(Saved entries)
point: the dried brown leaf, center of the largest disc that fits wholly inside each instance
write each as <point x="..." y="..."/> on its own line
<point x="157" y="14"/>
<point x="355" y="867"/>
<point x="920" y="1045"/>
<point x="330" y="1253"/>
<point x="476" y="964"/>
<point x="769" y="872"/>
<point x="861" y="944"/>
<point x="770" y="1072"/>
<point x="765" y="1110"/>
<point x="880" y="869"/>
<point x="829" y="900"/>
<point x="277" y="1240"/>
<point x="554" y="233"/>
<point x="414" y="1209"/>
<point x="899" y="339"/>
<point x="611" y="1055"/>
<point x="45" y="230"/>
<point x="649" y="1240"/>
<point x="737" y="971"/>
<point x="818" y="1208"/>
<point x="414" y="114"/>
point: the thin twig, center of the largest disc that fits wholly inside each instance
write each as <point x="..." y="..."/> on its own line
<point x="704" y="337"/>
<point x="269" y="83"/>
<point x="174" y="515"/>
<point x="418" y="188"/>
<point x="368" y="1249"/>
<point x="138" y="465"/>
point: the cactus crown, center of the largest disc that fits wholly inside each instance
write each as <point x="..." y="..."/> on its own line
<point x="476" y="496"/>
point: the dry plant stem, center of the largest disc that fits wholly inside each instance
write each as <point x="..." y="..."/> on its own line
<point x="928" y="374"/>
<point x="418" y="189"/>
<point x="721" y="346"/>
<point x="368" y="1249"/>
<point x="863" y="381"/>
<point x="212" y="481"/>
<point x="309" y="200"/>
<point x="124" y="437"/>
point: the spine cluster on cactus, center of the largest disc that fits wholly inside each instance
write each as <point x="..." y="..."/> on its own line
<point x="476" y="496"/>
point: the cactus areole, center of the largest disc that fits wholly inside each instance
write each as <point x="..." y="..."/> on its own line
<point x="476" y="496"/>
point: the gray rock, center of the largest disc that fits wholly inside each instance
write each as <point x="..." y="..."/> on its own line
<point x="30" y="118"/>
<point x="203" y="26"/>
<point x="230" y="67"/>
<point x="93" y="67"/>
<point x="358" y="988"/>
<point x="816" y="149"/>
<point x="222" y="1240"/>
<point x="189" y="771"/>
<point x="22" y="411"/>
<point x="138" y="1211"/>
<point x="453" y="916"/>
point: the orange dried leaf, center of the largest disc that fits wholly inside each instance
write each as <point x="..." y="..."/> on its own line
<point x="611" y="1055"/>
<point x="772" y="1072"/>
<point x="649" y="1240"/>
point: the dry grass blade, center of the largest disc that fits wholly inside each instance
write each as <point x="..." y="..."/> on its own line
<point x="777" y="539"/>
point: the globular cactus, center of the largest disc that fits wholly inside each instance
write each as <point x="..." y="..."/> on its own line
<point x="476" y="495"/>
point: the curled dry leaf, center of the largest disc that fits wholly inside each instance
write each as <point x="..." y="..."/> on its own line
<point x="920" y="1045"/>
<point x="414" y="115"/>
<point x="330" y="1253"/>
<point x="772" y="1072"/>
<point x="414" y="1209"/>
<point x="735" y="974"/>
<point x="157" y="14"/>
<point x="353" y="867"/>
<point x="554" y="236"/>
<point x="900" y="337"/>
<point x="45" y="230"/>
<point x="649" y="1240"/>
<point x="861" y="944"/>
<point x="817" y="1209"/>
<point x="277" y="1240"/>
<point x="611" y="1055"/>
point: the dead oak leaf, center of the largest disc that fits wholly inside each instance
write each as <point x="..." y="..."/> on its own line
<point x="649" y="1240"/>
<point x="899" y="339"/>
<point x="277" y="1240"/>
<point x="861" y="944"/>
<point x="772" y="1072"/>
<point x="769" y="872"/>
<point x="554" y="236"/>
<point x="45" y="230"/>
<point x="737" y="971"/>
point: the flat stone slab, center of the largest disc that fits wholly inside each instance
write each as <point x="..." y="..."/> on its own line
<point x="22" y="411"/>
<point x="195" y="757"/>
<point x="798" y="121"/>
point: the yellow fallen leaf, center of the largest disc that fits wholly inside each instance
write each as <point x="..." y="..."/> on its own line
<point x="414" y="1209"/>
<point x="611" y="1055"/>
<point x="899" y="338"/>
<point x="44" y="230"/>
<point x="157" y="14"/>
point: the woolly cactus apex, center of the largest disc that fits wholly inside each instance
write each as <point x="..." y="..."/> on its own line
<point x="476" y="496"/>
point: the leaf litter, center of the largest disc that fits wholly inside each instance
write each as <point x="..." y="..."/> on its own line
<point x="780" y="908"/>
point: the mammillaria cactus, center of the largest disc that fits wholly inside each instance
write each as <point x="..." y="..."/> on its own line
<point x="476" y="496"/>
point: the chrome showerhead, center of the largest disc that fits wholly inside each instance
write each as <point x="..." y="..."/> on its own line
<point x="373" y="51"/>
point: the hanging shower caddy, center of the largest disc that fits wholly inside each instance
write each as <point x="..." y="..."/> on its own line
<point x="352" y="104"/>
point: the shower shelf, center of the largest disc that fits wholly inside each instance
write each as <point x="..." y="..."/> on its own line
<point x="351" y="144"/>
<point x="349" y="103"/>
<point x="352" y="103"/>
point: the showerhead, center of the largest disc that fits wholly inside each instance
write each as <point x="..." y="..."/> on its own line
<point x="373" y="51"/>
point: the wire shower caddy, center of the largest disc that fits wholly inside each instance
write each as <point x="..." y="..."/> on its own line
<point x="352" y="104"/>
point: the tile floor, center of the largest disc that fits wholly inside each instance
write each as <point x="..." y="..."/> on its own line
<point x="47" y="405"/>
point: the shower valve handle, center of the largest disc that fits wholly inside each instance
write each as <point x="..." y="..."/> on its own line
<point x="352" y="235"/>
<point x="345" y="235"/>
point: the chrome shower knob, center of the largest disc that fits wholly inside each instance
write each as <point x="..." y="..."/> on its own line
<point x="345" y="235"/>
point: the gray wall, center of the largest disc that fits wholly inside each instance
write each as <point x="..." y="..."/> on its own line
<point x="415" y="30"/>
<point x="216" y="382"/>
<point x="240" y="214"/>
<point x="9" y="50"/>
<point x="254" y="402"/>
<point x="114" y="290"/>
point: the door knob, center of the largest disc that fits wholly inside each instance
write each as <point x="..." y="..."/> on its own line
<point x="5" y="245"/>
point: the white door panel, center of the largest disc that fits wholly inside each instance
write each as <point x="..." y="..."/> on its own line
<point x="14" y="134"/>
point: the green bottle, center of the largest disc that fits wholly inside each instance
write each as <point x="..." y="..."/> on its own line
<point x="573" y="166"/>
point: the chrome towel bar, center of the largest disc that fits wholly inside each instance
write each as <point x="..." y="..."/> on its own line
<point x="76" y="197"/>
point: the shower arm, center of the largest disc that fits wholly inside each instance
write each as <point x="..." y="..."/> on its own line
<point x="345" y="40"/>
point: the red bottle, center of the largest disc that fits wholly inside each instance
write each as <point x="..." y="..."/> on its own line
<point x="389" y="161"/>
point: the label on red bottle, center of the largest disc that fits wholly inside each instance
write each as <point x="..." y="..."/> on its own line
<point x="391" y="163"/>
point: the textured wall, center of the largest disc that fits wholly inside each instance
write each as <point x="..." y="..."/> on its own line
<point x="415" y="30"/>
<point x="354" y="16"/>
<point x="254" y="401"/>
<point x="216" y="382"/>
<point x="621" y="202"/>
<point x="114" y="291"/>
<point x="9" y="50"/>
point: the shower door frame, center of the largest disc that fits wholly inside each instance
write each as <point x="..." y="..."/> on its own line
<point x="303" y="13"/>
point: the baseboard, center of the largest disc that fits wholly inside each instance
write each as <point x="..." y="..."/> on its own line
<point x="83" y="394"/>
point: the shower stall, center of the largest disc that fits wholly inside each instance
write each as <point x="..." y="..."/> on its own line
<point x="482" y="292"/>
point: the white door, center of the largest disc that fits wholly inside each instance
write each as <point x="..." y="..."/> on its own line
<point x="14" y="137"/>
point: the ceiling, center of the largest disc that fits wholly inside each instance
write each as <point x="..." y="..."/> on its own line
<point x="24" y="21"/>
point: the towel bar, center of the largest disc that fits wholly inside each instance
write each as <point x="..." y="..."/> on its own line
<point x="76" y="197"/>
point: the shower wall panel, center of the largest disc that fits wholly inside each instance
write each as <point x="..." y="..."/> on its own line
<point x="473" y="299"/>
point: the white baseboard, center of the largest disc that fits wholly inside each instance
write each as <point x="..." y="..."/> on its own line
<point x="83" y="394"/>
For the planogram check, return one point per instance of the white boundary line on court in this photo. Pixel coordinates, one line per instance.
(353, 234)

Work item: Copy each line of the preceding data that contains the string "towel".

Reply to the exercise:
point: the chrome towel bar, center of the largest disc that fits wholly inside each instance
point: the towel bar, center of the largest disc that fits wholly inside each instance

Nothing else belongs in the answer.